MATERIAL PROVIDED -
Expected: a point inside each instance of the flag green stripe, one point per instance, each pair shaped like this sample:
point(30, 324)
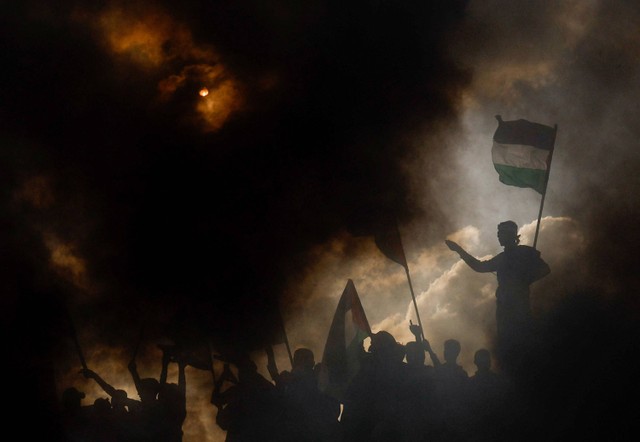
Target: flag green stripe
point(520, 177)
...
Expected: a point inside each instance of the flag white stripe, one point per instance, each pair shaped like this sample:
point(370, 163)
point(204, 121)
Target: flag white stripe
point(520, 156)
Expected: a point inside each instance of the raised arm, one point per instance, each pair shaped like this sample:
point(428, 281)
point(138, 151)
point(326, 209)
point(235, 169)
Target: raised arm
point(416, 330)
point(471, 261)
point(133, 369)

REQUIRED WORK - Wherever the word "each" appears in the entries above, copy that whole line.

SOLUTION TO THE PROBLEM -
Expected: a point inside each instance of the flag green stripe, one point per instance, each pair shaped like this sample:
Expected: a point inside each instance of the flag white stripe, one point per instance, each pair shaped like this sample:
Expected: a point inside each instance of the raised arm, one point per instance, each pair shaped like this sample:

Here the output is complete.